### 原文資料:
国立理化学研究所(理研)の研究者らの“雇い止め”がネットで話題になっている。きっかけは理化学研究所労働組合(理研労)からの問題提起。労組は3月25日、厚生労働省に要望書を提出するとともに記者会見を開催。2022年度末に600人の研究者が雇い止めになる可能性があると指摘した。
理研労はツイッターでも精力的に発信。会見に先立ってこの雇い止めの問題点を次々とツイートして注目を集めている。
労組「成果が出ていないから雇い止めではない」
「なぜこれほどの大量雇止めが起きようとしているか」と題したツイートでは、「予算がないから雇止めではない」「成果が出ていないから雇止めではない」「研究者は冷遇されても文句など言わない文化」「目先の研究費を獲得するためには、これまでの人材・成果を大切にするよりそのとき限りの人材を揃える方が都合が良い」などと、理研が抱える構造的な問題点を指摘した。
— 理化学研究所労働組合(理研労) (@riken_union) March 25, 2022
さらに、今回の雇い止めで失われるものとして、「大量の世界最先端の現存研究設備・施設」「多くの研究人材」「プライスレスの研究成果」を挙げ、結果的に「莫大なお金(税金)、研究成果、人材、時間のムダ使い」となってしまうなどとツイートした。

### 課題の指示:
理研の雇い止めに関する記事のうち、「国立理化学研究所(理研)の研」で始まり「てしまうなどとツイートした。」まで続く部分を、一字一句変えずに書き写しなさい。

### 記録一覧:
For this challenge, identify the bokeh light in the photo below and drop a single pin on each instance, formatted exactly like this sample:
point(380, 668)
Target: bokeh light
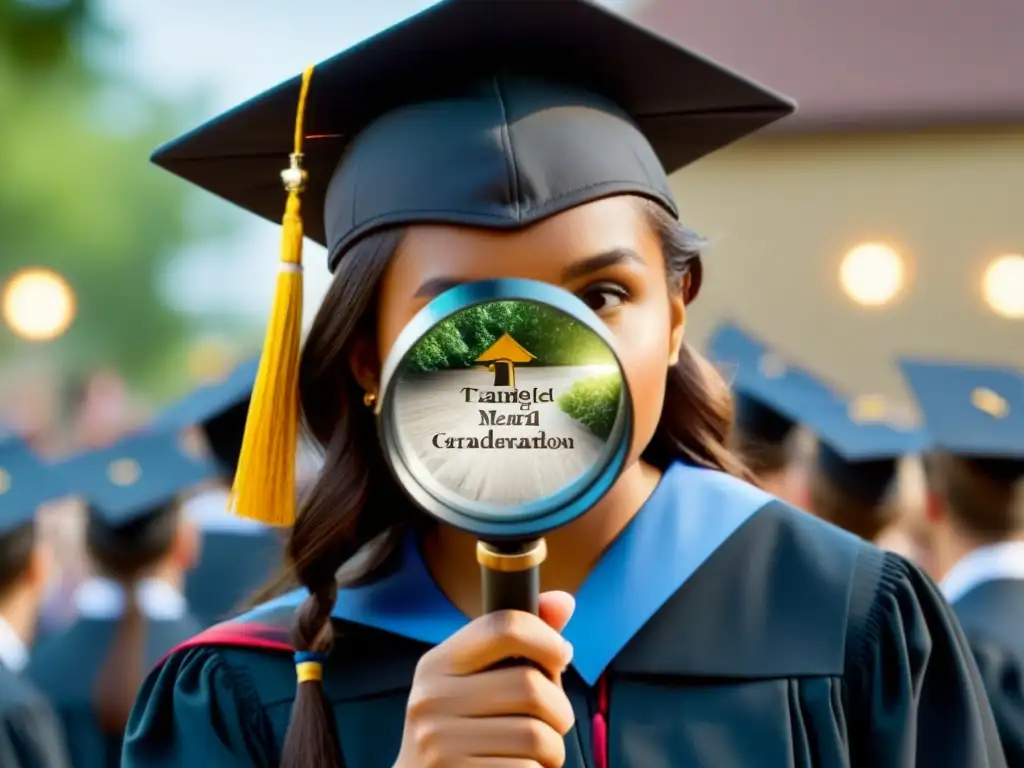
point(38, 304)
point(871, 273)
point(1003, 286)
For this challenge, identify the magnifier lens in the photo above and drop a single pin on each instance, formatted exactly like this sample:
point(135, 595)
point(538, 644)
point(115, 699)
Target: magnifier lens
point(507, 409)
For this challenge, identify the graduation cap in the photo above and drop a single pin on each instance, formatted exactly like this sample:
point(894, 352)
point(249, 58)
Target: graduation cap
point(860, 439)
point(136, 476)
point(481, 114)
point(767, 390)
point(220, 410)
point(26, 483)
point(973, 412)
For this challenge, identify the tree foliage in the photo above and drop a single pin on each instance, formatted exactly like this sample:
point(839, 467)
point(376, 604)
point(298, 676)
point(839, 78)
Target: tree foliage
point(594, 402)
point(78, 194)
point(554, 338)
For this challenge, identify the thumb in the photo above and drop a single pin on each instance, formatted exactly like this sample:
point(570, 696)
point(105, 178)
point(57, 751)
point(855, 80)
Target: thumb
point(556, 609)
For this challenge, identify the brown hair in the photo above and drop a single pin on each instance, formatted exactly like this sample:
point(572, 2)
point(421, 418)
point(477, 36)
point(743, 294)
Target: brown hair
point(835, 505)
point(354, 500)
point(762, 457)
point(15, 555)
point(984, 499)
point(125, 553)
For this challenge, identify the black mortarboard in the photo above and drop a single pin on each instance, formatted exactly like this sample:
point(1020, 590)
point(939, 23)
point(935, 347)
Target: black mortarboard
point(219, 410)
point(486, 114)
point(860, 439)
point(972, 411)
point(26, 484)
point(766, 390)
point(491, 114)
point(137, 476)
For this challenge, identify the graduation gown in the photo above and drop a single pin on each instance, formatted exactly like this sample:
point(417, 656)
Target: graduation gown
point(64, 669)
point(233, 565)
point(992, 616)
point(722, 629)
point(30, 732)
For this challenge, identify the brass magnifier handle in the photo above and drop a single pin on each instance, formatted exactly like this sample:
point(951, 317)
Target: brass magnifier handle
point(511, 574)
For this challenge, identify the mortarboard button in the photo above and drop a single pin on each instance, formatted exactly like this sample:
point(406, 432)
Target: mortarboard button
point(124, 472)
point(990, 401)
point(140, 474)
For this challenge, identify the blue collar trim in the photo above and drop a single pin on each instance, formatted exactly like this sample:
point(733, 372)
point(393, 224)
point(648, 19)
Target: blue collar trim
point(691, 513)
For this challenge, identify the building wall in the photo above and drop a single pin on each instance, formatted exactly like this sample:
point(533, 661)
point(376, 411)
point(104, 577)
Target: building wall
point(781, 212)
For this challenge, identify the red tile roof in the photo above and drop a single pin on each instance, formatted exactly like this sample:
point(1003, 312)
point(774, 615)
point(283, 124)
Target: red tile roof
point(864, 64)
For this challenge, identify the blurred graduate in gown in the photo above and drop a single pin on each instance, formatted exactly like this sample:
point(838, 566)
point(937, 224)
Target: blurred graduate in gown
point(132, 611)
point(239, 555)
point(30, 731)
point(850, 475)
point(974, 519)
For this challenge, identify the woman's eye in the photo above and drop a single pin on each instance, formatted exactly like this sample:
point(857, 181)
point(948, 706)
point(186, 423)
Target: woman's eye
point(603, 297)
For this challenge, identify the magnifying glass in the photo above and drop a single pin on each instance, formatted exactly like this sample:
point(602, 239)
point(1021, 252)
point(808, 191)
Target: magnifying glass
point(504, 412)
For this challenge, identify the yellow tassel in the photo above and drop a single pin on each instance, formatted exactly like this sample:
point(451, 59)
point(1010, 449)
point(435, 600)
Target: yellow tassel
point(264, 482)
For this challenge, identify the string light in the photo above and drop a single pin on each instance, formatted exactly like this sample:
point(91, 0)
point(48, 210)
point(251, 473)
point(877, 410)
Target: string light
point(871, 273)
point(38, 304)
point(1003, 286)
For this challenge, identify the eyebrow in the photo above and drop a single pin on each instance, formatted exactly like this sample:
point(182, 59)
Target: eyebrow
point(436, 286)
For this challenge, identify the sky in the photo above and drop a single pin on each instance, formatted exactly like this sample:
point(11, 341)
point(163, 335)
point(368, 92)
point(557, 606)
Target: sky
point(189, 45)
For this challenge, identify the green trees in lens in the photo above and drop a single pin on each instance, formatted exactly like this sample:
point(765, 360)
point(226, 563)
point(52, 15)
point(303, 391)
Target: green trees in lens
point(594, 402)
point(553, 338)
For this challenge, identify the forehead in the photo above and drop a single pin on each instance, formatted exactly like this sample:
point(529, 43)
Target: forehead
point(539, 252)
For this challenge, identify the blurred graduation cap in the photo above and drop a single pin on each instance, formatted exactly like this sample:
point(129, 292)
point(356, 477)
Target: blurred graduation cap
point(220, 411)
point(860, 440)
point(767, 390)
point(26, 483)
point(481, 114)
point(135, 477)
point(972, 411)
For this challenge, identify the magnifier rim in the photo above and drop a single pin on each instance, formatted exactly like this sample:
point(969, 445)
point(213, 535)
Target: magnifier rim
point(483, 518)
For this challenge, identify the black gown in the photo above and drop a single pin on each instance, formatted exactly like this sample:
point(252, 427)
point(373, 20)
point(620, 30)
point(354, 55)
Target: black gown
point(232, 566)
point(723, 629)
point(992, 616)
point(64, 669)
point(30, 732)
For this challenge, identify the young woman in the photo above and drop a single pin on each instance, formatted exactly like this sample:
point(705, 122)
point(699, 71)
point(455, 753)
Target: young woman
point(712, 625)
point(132, 611)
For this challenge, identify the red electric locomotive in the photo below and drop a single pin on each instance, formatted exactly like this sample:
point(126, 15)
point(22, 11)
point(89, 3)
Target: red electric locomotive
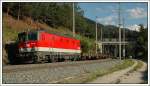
point(40, 46)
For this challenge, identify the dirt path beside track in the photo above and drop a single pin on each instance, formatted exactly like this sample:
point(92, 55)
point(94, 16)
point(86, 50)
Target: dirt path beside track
point(135, 77)
point(124, 76)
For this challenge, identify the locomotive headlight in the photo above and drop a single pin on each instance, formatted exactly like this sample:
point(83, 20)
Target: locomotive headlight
point(33, 49)
point(28, 45)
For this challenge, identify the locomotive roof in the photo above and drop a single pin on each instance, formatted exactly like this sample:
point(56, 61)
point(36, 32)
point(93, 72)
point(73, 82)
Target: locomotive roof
point(49, 33)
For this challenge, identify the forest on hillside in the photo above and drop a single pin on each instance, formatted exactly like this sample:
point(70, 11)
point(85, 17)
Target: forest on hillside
point(60, 14)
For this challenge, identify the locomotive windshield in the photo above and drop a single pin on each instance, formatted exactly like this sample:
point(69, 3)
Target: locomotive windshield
point(27, 36)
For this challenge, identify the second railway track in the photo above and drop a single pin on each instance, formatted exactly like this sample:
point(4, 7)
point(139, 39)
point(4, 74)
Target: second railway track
point(26, 67)
point(50, 72)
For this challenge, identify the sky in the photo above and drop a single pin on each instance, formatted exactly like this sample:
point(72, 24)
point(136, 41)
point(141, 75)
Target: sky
point(133, 13)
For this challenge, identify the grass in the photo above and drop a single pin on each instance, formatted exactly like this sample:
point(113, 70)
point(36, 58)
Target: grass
point(84, 78)
point(138, 66)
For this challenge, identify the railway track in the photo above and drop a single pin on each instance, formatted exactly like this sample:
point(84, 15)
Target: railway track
point(29, 67)
point(49, 72)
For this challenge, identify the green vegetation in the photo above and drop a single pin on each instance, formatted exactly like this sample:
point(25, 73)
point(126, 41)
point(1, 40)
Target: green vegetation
point(89, 76)
point(138, 66)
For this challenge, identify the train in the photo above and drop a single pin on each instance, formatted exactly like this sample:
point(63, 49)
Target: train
point(41, 46)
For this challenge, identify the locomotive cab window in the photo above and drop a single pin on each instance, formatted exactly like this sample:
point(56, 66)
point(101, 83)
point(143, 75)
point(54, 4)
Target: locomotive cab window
point(22, 37)
point(32, 36)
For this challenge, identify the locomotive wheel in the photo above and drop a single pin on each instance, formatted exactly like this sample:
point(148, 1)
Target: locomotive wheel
point(35, 59)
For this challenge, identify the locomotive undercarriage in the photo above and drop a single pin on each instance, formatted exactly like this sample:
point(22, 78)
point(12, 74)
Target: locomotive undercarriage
point(41, 57)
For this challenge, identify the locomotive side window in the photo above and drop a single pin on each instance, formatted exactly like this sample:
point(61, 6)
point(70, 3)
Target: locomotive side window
point(32, 36)
point(22, 37)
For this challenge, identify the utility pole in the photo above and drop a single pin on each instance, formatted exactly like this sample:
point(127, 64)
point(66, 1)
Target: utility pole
point(101, 41)
point(119, 31)
point(73, 19)
point(124, 46)
point(96, 34)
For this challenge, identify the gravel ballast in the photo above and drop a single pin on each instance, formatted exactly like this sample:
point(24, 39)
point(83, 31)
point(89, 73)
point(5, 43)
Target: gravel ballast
point(53, 72)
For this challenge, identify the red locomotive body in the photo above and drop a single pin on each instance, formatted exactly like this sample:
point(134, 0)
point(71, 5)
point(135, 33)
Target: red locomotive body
point(39, 46)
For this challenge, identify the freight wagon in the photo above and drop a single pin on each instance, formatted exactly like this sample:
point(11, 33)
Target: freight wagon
point(40, 46)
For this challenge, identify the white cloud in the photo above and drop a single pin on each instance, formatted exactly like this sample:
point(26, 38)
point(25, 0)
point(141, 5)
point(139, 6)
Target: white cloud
point(134, 27)
point(108, 20)
point(137, 13)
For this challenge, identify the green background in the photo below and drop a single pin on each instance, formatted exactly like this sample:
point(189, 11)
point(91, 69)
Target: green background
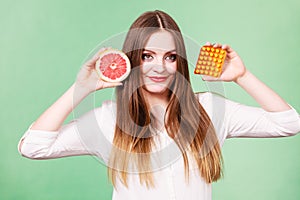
point(43, 44)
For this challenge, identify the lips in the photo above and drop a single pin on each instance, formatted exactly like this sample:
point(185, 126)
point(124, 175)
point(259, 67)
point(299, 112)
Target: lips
point(158, 78)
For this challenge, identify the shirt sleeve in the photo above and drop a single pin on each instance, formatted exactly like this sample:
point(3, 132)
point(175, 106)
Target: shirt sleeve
point(240, 120)
point(89, 134)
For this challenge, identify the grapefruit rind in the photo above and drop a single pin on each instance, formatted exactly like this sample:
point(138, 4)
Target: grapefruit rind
point(102, 75)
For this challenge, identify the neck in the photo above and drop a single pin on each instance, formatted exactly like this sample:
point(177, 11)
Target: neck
point(157, 103)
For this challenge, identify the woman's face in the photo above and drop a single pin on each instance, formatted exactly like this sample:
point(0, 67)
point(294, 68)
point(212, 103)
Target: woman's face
point(159, 62)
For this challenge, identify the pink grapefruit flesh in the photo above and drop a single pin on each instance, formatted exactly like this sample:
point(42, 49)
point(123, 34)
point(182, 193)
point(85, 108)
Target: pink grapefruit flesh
point(113, 65)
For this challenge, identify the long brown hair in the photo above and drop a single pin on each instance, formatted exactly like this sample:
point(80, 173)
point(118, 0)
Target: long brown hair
point(186, 121)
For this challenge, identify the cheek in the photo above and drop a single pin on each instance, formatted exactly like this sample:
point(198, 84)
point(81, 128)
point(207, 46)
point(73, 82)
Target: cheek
point(145, 68)
point(172, 68)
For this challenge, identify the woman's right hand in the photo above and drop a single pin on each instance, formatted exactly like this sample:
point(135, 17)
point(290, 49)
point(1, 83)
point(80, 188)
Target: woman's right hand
point(89, 80)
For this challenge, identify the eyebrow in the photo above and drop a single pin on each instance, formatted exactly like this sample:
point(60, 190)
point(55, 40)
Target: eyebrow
point(155, 53)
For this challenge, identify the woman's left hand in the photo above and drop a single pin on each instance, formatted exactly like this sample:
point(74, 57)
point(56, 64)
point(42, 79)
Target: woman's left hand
point(233, 67)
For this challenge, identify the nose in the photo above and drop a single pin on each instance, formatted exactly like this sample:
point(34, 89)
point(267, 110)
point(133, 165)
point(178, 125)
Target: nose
point(159, 65)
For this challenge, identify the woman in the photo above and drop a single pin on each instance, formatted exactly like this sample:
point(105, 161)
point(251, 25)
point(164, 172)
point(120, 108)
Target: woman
point(155, 109)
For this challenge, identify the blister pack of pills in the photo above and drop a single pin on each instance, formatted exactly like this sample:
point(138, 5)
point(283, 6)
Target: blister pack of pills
point(210, 61)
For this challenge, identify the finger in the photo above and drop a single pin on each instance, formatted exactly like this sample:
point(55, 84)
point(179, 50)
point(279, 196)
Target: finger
point(227, 48)
point(91, 62)
point(110, 85)
point(100, 50)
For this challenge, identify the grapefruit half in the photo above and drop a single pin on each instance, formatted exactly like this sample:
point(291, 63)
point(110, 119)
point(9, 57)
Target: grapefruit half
point(113, 65)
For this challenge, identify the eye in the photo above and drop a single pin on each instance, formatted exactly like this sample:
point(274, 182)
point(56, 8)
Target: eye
point(146, 57)
point(171, 57)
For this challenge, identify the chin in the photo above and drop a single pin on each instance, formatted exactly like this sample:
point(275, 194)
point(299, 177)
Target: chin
point(155, 89)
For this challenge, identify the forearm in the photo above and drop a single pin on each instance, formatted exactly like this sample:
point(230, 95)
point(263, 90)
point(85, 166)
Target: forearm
point(265, 96)
point(53, 118)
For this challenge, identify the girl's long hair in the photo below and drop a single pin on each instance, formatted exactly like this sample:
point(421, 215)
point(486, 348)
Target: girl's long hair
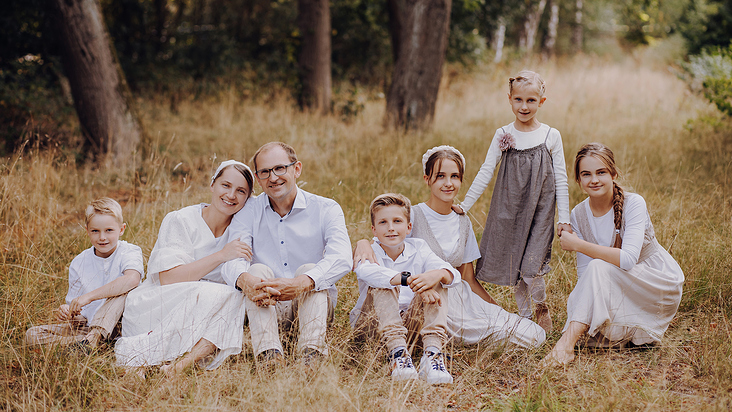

### 解答:
国立理化学研究所(理研)の研究者らの“雇い止め”がネットで話題になっている。きっかけは理化学研究所労働組合(理研労)からの問題提起。労組は3月25日、厚生労働省に要望書を提出するとともに記者会見を開催。2022年度末に600人の研究者が雇い止めになる可能性があると指摘した。
理研労はツイッターでも精力的に発信。会見に先立ってこの雇い止めの問題点を次々とツイートして注目を集めている。
労組「成果が出ていないから雇い止めではない」
「なぜこれほどの大量雇止めが起きようとしているか」と題したツイートでは、「予算がないから雇止めではない」「成果が出ていないから雇止めではない」「研究者は冷遇されても文句など言わない文化」「目先の研究費を獲得するためには、これまでの人材・成果を大切にするよりそのとき限りの人材を揃える方が都合が良い」などと、理研が抱える構造的な問題点を指摘した。
— 理化学研究所労働組合(理研労) (@riken_union) March 25, 2022
さらに、今回の雇い止めで失われるものとして、「大量の世界最先端の現存研究設備・施設」「多くの研究人材」「プライスレスの研究成果」を挙げ、結果的に「莫大なお金(税金)、研究成果、人材、時間のムダ使い」となってしまうなどとツイートした。